* Page excerpt:
==*==

Matt Mauck

No. 8
- Position: Quarterback

Personal information
- Born: February 12, 1979 (age 47) Jasper, Indiana, U.S.
- Listed height: 6 ft 2 in (1.88 m)
- Listed weight: 220 lb (100 kg)

Career information
- High school: Jasper
- College: LSU (2000–2003)
- NFL draft: 2004: 7th round, 225th overall pick

Career history
- Denver Broncos (2004); Tennessee Titans (2005–2006);

Awards and highlights
- BCS national champion (2003); Second-team All-SEC (2003);

Career NFL statistics
- Passing attempts: 27
- Passing completions: 15
- Completion percentage: 55.6%
- TD–INT: 0–1
- Passing yards: 136
- Passer rating: 53.9
- Stats at Pro Football Reference

= Matt Mauck =

American football player (born 1979)

Matthew Ryan Mauck (born February 12, 1979) is an American former professional football player who was a quarterback in the National Football League (NFL) for the Denver Broncos and Tennessee Titans. He played college football for the LSU Tigers, winning the national championship in 2003.

==Baseball career==
Mauck was a star baseball and football player at Jasper High School in Jasper, Indiana, and, as a pitcher, center fielder and third baseman, helped lead the high school baseball team to state baseball championships in 1996 and 1997. He also led the football team to the state finals as a quarterback and defensive back in 1995. He originally committed to play quarterback for head coach Nick Saban at Michigan State out of high school in 1997. Ultimately, however, he chose to sign a Major League Baseball contract with the Chicago Cubs after he was selected in the sixth round of the 1997 MLB draft, instead of playing college football. He would play on the minor league level in the Cubs organization for three years, before returning to college to play football.

==*==

* Written instruction A:
List every line in the listing below that contains the string "path". Case counts.

==*==

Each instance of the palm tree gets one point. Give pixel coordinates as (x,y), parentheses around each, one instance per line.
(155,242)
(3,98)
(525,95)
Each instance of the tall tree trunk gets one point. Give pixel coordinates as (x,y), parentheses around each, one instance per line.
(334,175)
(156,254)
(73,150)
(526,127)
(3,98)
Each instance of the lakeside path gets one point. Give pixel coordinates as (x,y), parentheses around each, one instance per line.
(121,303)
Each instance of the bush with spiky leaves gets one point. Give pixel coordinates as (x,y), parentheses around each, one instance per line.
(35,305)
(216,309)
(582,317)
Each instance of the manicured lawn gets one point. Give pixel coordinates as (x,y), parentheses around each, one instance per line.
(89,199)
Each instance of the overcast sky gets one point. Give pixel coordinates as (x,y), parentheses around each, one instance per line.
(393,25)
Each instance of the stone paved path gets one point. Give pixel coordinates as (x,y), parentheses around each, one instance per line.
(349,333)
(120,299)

==*==

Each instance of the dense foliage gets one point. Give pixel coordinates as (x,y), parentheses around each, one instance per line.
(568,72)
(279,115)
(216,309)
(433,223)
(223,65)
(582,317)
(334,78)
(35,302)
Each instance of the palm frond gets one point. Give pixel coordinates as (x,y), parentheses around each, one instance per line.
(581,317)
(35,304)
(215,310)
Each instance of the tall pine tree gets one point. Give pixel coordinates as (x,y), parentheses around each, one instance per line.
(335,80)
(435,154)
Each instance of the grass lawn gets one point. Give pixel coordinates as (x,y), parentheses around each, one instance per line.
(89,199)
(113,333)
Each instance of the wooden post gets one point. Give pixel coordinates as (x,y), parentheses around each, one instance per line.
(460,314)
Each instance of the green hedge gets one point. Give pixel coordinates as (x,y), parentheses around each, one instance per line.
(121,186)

==*==

* Written instruction B:
Reproduce the Matt Mauck profile above word for word, in full.

* Task answer A:
Each instance of the lakeside path gets one point. Give pixel coordinates as (x,y), parentheses around each, one instance per line.
Each instance of the stone paved path gets one point. Give pixel coordinates as (x,y), parentheses around each, one instance per line.

* Task answer B:
Matt Mauck

No. 8
- Position: Quarterback

Personal information
- Born: February 12, 1979 (age 47) Jasper, Indiana, U.S.
- Listed height: 6 ft 2 in (1.88 m)
- Listed weight: 220 lb (100 kg)

Career information
- High school: Jasper
- College: LSU (2000–2003)
- NFL draft: 2004: 7th round, 225th overall pick

Career history
- Denver Broncos (2004); Tennessee Titans (2005–2006);

Awards and highlights
- BCS national champion (2003); Second-team All-SEC (2003);

Career NFL statistics
- Passing attempts: 27
- Passing completions: 15
- Completion percentage: 55.6%
- TD–INT: 0–1
- Passing yards: 136
- Passer rating: 53.9
- Stats at Pro Football Reference

= Matt Mauck =

American football player (born 1979)

Matthew Ryan Mauck (born February 12, 1979) is an American former professional football player who was a quarterback in the National Football League (NFL) for the Denver Broncos and Tennessee Titans. He played college football for the LSU Tigers, winning the national championship in 2003.

==Baseball career==
Mauck was a star baseball and football player at Jasper High School in Jasper, Indiana, and, as a pitcher, center fielder and third baseman, helped lead the high school baseball team to state baseball championships in 1996 and 1997. He also led the football team to the state finals as a quarterback and defensive back in 1995. He originally committed to play quarterback for head coach Nick Saban at Michigan State out of high school in 1997. Ultimately, however, he chose to sign a Major League Baseball contract with the Chicago Cubs after he was selected in the sixth round of the 1997 MLB draft, instead of playing college football. He would play on the minor league level in the Cubs organization for three years, before returning to college to play football.